St. Louis Business Journal – Innovation: Dr. Sherman Silber

The St. Louis Business Journal logo

By Barbara Maynard
St. Louis Business Journal, October 5, 2007


Sherman Silber, MD, Director of the Infertility Center of St. Louis at St. Luke’s Hospital
Sherman Silber, MD, Director of the Infertility Center of St. Louis at St. Luke’s Hospital

For three decades, Dr. Sherman Silber, 65, has been treating difficult cases at The Infertility Center of St. Louis on the campus of St. Luke’s Hospital in Chesterfield. Silber either developed or perfected many of the techniques he uses. His career is a succession of firsts — the world’s first microsurgical vasectomy reversal, the first testicle transplant, the first ovary transplant in the United States, and the list goes on.

“I have known Dr. Silber for probably 25 years,” said St. Luke’s administrator, Jan Hess. “He is always doing some kind of work that is cutting edge.”

But Silber never planned on a career treating infertility.

“It was completely unexpected,” he said. After medical school at theUniversity of Michigan [see video], Silber worked as an intern in Alaska[see video] with the U.S. Public Health Service. At the time, the state needed a urologist, so Silber learned on the job. He left Alaska for a residency in urology at the University of Michigan, but soon found that he was more interested in microsurgical techniques for kidney transplantation.


Silber followed that interest to the University of Melbourne Medical School in Australia, where he was an assistant professor, and eventually accepted an academic position at the University of California Medical School in San Francisco. Vasectomies were becoming popular, so Silber decided to apply his skills to vasectomy reversal [see video], a “hobbyist project” for which he thought there might be a small demand. Little did he know that the success of the operation would change the course of his professional life.

As the media broadcast the story worldwide, the opportunity became clear — there was a great demand for successful infertility treatments. Silber moved to his wife’s hometown of St. Louis to establish his own clinic.

Silber said the treatment of infertility was in its infancy, so many of the treatments he uses today he developed himself and in collaboration with colleagues. One such technique for men with low sperm counts is called intra cytoplasmic sperm injection.

“Overnight we solved the problem of male infertility,” he said. “We could retrieve sperm from men who we thought had no sperm production at all.”

More recently, Silber has made headlines for transplanting ovarian tissue between twins. In each case, the recipient had either undergone cancer treatment or had suffered premature menopause. The transplants enabled most of the women to conceive.


n February, Silber transplanted a whole ovary [see video] from one woman to her non-twin sister. Normally, organ transplants between anyone other than identical twins requires the recipient to take immune suppressing drugs to prevent rejection, but this case was unusual. The sisters are an unusually close match, and they had already undergone bone marrow transplants as part of the cancer treatment.

Beyond transferring fertility from one sister to another, Silber expects such operations to help women to preserve their own fertility. By using new techniques to freeze tissue, a woman in her twenties or early thirties could have some of her ovarian tissue removed, frozen, and transplanted back into her body at a later time. This strategy could help women facing cancer treatment as well as younger women who would like to be able to bear children later in life. Only about 1 percent of women are infertile at the age of 20, but that percentage jumps to 30 percent by age 35 and to 60 percent by age 40, he said.

An English major in college, Silber has written a popular series of books. The latest updated version, entitled How to Get Pregnant, was released in paperback in 2007.

Humans are not the only species to benefit from Silber’s talents. He also has worked on chimpanzees, South American bush dogs and other endangered species. This month, Silber is scheduled to reverse a vasectomy on a Przewalski horse, which is extinct in its native Mongolia and northern China.

Silber and his wife, Joan, have been married for 41 years. They have three sons.

# [REQUIREMENT]
According to the profile of Dr. Silber, where did he work as an intern after medical school? Use only the profile of Dr. Silber as your source.

# [RAW DATA]

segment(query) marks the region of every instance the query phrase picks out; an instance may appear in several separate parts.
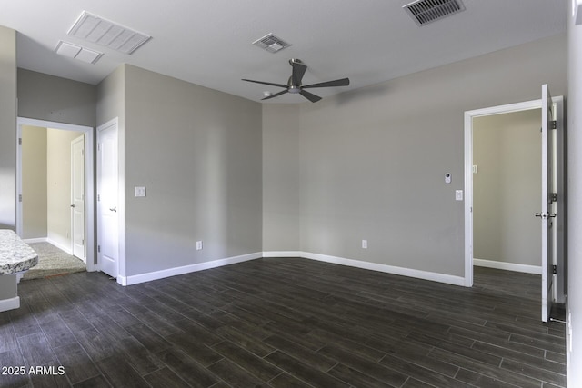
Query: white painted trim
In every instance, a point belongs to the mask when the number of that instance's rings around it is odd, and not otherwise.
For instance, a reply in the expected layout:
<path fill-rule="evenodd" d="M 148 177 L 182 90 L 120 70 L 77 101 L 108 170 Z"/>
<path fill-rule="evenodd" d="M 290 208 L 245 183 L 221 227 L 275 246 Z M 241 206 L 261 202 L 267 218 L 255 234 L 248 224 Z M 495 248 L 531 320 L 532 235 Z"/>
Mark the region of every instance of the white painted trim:
<path fill-rule="evenodd" d="M 473 119 L 493 114 L 541 109 L 542 100 L 525 101 L 465 112 L 465 280 L 473 285 Z"/>
<path fill-rule="evenodd" d="M 76 125 L 65 123 L 57 123 L 46 120 L 37 120 L 26 117 L 16 118 L 16 142 L 22 137 L 22 125 L 39 126 L 43 128 L 55 128 L 65 131 L 83 132 L 85 136 L 85 245 L 87 271 L 96 271 L 95 253 L 96 251 L 95 241 L 95 164 L 93 155 L 93 144 L 95 129 L 86 125 Z M 16 143 L 16 234 L 22 235 L 22 203 L 18 201 L 18 195 L 22 194 L 22 153 L 21 147 Z M 53 243 L 51 243 L 53 244 Z M 67 250 L 65 250 L 66 252 Z"/>
<path fill-rule="evenodd" d="M 66 254 L 73 255 L 73 252 L 71 251 L 70 246 L 63 245 L 62 244 L 57 243 L 55 240 L 52 240 L 51 238 L 46 238 L 46 243 L 50 244 L 51 245 L 56 246 L 61 251 L 65 251 Z"/>
<path fill-rule="evenodd" d="M 260 259 L 263 257 L 262 252 L 255 254 L 242 254 L 240 256 L 227 257 L 225 259 L 213 260 L 211 262 L 198 263 L 196 264 L 184 265 L 181 267 L 168 268 L 161 271 L 155 271 L 146 274 L 140 274 L 131 276 L 117 276 L 117 283 L 121 285 L 132 285 L 139 283 L 150 282 L 152 280 L 163 279 L 166 277 L 185 274 L 210 268 L 221 267 L 236 263 L 247 262 L 249 260 Z"/>
<path fill-rule="evenodd" d="M 301 251 L 268 251 L 263 252 L 263 257 L 303 257 Z"/>
<path fill-rule="evenodd" d="M 121 171 L 121 163 L 122 163 L 122 158 L 125 157 L 124 154 L 123 154 L 123 149 L 121 149 L 119 147 L 119 117 L 115 117 L 112 118 L 111 120 L 105 122 L 105 124 L 102 124 L 101 125 L 97 126 L 97 132 L 96 132 L 96 139 L 97 139 L 97 144 L 95 146 L 95 148 L 97 146 L 99 146 L 99 141 L 100 141 L 100 136 L 101 136 L 101 133 L 102 131 L 105 131 L 106 129 L 109 129 L 110 127 L 115 126 L 115 132 L 116 132 L 116 136 L 117 136 L 117 179 L 118 179 L 118 183 L 117 183 L 117 283 L 119 283 L 120 284 L 122 284 L 120 282 L 120 279 L 125 279 L 125 183 L 123 182 L 123 179 L 121 178 L 121 176 L 125 176 L 125 172 Z M 98 152 L 97 152 L 98 154 Z M 98 172 L 97 170 L 97 164 L 98 164 L 98 154 L 95 155 L 95 190 L 98 190 L 98 182 L 97 180 L 99 179 L 98 176 Z M 96 247 L 99 244 L 99 227 L 97 225 L 98 224 L 98 219 L 97 219 L 97 215 L 98 215 L 98 212 L 99 212 L 99 204 L 96 204 L 95 205 L 95 209 L 97 209 L 97 214 L 95 214 L 95 224 L 96 226 L 96 234 L 97 234 L 97 240 L 95 241 L 95 251 L 96 251 Z M 99 254 L 97 254 L 97 259 L 99 257 Z M 101 263 L 98 263 L 97 260 L 97 264 L 95 265 L 95 269 L 101 271 Z"/>
<path fill-rule="evenodd" d="M 15 310 L 20 307 L 20 296 L 14 298 L 3 299 L 0 301 L 0 313 L 8 310 Z"/>
<path fill-rule="evenodd" d="M 520 272 L 524 274 L 542 274 L 541 265 L 518 264 L 517 263 L 498 262 L 497 260 L 473 259 L 477 267 L 495 268 L 498 270 Z"/>
<path fill-rule="evenodd" d="M 446 274 L 438 274 L 428 271 L 415 270 L 411 268 L 396 267 L 394 265 L 381 264 L 378 263 L 364 262 L 362 260 L 346 259 L 344 257 L 330 256 L 328 254 L 313 254 L 302 251 L 271 251 L 263 252 L 263 257 L 302 257 L 304 259 L 318 262 L 332 263 L 335 264 L 362 268 L 365 270 L 378 271 L 401 276 L 414 277 L 416 279 L 430 280 L 432 282 L 446 283 L 454 285 L 465 285 L 465 278 Z"/>
<path fill-rule="evenodd" d="M 563 128 L 563 104 L 564 97 L 552 97 L 552 102 L 557 104 L 557 121 L 559 128 Z M 473 284 L 473 119 L 475 117 L 507 114 L 512 112 L 541 109 L 542 100 L 526 101 L 523 103 L 508 104 L 507 105 L 491 106 L 488 108 L 476 109 L 465 112 L 465 285 L 470 287 Z M 562 130 L 563 131 L 563 130 Z M 561 135 L 561 134 L 560 134 Z M 560 152 L 562 150 L 558 150 Z M 563 167 L 563 166 L 562 166 Z M 557 174 L 563 174 L 558 171 Z M 563 179 L 563 178 L 562 178 Z M 560 184 L 560 183 L 558 183 Z M 558 193 L 563 192 L 563 187 L 557 188 Z M 558 211 L 563 211 L 563 202 L 558 201 Z M 563 218 L 563 217 L 562 217 Z M 563 230 L 563 220 L 558 220 L 558 225 L 555 230 Z M 563 232 L 557 234 L 557 242 L 564 244 Z M 563 247 L 558 248 L 558 257 L 563 254 Z M 565 264 L 562 264 L 562 266 Z M 541 268 L 541 267 L 540 267 Z M 557 295 L 558 300 L 564 300 L 563 293 Z"/>
<path fill-rule="evenodd" d="M 22 241 L 24 241 L 26 244 L 48 243 L 48 238 L 46 238 L 46 237 L 27 238 L 27 239 L 23 239 Z"/>

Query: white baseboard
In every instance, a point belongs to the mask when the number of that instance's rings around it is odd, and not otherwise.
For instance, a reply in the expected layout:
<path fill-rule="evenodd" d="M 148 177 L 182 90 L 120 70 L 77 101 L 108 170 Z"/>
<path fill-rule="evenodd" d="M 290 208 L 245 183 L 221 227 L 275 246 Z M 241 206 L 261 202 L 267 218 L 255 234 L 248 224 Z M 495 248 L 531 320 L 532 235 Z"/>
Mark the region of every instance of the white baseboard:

# [WRITTEN ANSWER]
He worked as an intern in Alaska with the U.S. Public Health Service.